#### Excerpt ####

FIG. 1C is a configuration of a layout of slit openings in a pre-chamber according to one or more embodiments. A pre-chamber opening layout may be radially asymmetrical. The slits may be asymmetrical and may have different sizes, be arranged in an asymmetrical fashion, or both. The pre-chamber may have one smaller slit 148, one larger slit 146, and two intermediate slits 143. The smaller slit 148 may be distal from the center of the combustion system as compared to the larger slit 146.

The pre-chamber may have one or more openings into the combustion system. Openings in the pre-chamber may be of any shape or configuration known to those skilled in the art. The openings may have an asymmetrical configuration. In one or more embodiments, the openings may be rectangular or slit-shaped. The openings may include at least one smaller slit and at least one larger slit and may also include one or more intermediate-sized slits each with a length between that of the smaller slit and the larger slit. The ratio of the length of the smaller slit to the length of the larger slit may be in a range with a minimum of any of 20%, 40%, and 50%, and a maximum value of any of 60%, 70%, 85%, and 95%.

A swirl ratio is defined as the angular velocity of fluid in the cylinder normalized by the engine speed. Swirl in a cylinder in an engine may improve mixing of fuel and air. In one or more embodiments, the swirl ratio may be in a range of between 0.5 and 1.5. The swirl ratio may be in a range with a minimum value of any of 0.5, 0.6, 0.7, 0.8, or 0.9, and a maximum value of any of 1.1, 1.2, 1.3, 1.4, or 1.5.

A pre-chamber according to some embodiments may include an ignition source, and may be connected to an oxygen source, such as air, and a hydrogen source, such as a hydrogen injector. The pre-chamber provides ignition in the combustion system. Hydrogen may be introduced into the pre-chamber. A spark plug may ignite the hydrogen and generate a jet that then exits the pre-chamber openings and enters the combustion system, igniting the fuel in the combustion system. As the initiating and assisting ignition source, the active pre-chamber may have appropriate jet penetration and ignition strength to help robustly extend the lean limit and dilution tolerance. The jet penetration and its ignition impact may be contained locally without causing undesired interference with the main combustion process that is intended to be driven by the DI fuel stratification. In addition, as the pre-chamber may be side-mounted, both the size and the angle of the slits may be customized asymmetrically based on the spray-bowl interaction and the swirl motion.

FIG. 2A is a configuration of a combustion system 230 under operation in one or more embodiments. A piston 240 and a piston bowl 244 is located at one end of the combustion system 230, with a cover 231 opposing the piston bowl 244. A hydrogen direct injector 234 is mounted in the center of the cover 231. A pre-chamber 238 fed by hydrogen 232 is also mounted in the cover 231 and comprises one or more openings 242 into the combustion system 230. A portion of the pre-chamber 238 is located opposite a lip of the piston bowl 244, which may have a step-lipped design. Ignition may be initiated via jets 252 of ignited hydrogen from the pre-chamber 238. Fuel injection may be initiated from the fuel injector 234 and may produce jets 254 of hydrogen penetrating the combustion system, targeting the lip of the piston bowl 244.

#### Dataset excerpts ####

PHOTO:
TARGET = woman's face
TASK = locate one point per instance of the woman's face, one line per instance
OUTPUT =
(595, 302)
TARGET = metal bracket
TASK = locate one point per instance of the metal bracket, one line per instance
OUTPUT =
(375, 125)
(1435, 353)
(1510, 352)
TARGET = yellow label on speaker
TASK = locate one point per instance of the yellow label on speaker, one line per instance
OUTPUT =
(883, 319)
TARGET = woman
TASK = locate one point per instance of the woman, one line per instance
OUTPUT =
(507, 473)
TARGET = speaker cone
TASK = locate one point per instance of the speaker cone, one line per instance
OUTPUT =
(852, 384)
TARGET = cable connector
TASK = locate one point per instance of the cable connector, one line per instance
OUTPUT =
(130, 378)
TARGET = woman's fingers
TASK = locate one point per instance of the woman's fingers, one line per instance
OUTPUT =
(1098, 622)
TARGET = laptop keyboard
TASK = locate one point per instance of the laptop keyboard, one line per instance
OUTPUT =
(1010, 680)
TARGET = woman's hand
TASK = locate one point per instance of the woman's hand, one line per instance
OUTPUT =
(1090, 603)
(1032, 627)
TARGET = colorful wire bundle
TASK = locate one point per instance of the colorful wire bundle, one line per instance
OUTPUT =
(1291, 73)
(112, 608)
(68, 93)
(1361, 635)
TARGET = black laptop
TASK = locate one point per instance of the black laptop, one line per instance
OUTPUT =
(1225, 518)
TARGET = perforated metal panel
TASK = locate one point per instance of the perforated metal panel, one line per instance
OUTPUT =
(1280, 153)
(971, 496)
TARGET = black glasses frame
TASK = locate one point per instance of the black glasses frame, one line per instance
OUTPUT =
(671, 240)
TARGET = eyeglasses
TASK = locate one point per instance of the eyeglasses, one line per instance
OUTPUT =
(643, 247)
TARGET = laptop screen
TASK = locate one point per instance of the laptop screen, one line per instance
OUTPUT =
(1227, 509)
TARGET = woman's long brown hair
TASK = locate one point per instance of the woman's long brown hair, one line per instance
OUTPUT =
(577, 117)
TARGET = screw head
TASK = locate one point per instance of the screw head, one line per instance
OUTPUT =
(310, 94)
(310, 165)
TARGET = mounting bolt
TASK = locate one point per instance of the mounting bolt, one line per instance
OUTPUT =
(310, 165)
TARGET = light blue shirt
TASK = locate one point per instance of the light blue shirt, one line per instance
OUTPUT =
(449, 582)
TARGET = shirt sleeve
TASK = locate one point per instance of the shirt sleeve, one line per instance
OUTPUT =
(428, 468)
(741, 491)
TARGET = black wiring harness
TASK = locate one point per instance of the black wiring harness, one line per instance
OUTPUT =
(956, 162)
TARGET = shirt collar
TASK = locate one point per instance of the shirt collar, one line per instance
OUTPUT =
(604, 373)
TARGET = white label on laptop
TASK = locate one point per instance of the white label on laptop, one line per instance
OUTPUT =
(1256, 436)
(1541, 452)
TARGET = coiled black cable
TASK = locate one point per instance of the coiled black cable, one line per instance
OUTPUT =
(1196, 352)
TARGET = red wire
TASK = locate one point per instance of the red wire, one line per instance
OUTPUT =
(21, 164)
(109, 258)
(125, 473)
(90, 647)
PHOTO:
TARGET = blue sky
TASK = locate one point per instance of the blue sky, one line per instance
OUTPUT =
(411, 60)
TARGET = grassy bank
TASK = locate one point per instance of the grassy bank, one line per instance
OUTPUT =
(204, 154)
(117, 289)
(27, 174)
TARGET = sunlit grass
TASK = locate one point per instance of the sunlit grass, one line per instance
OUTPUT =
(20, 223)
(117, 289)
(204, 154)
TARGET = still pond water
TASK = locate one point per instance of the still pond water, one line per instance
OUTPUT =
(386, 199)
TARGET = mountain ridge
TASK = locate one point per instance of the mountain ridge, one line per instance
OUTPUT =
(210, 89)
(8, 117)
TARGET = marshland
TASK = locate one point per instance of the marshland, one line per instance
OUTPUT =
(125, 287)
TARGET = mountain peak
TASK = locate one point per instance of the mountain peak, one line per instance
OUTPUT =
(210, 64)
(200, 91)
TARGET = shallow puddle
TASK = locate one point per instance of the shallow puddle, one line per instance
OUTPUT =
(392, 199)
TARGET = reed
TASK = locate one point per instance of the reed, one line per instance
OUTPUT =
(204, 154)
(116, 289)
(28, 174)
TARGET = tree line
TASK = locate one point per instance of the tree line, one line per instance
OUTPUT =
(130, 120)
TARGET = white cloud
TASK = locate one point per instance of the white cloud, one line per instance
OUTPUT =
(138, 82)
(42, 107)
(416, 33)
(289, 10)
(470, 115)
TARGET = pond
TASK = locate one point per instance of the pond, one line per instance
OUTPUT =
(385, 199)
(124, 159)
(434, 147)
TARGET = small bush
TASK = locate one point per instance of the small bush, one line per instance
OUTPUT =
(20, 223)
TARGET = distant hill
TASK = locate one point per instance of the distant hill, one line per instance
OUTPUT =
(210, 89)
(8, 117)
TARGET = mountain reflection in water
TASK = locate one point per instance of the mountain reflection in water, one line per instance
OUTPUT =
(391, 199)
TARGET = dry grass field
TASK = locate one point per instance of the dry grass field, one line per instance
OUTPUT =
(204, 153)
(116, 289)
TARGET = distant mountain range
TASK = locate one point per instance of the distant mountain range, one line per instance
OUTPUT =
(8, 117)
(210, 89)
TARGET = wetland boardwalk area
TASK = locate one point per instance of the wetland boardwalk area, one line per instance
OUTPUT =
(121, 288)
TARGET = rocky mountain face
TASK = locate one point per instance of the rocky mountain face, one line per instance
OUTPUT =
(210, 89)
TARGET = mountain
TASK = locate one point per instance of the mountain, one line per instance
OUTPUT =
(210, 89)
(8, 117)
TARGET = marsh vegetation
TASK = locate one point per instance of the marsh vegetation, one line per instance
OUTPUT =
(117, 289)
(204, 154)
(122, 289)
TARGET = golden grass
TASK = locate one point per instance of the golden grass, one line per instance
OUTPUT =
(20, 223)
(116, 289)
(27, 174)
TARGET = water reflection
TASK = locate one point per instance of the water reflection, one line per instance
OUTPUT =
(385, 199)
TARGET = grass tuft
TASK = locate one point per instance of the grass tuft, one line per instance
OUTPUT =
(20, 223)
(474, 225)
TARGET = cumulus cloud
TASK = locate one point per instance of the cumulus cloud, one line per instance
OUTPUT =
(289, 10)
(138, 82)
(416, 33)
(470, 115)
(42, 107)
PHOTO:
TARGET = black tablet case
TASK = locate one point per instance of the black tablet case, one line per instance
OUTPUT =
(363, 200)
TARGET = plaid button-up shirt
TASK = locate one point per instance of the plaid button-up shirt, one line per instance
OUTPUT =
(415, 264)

####

## Goal of the exercise
Reproduce the part of the pre-chamber excerpt from "The pre-chamber may have one or" through "85%, and 95%.", changing every "larger slit" to "longer slit".

## Response to the exercise
The pre-chamber may have one or more openings into the combustion system. Openings in the pre-chamber may be of any shape or configuration known to those skilled in the art. The openings may have an asymmetrical configuration. In one or more embodiments, the openings may be rectangular or slit-shaped. The openings may include at least one smaller slit and at least one longer slit and may also include one or more intermediate-sized slits each with a length between that of the smaller slit and the longer slit. The ratio of the length of the smaller slit to the length of the longer slit may be in a range with a minimum of any of 20%, 40%, and 50%, and a maximum value of any of 60%, 70%, 85%, and 95%.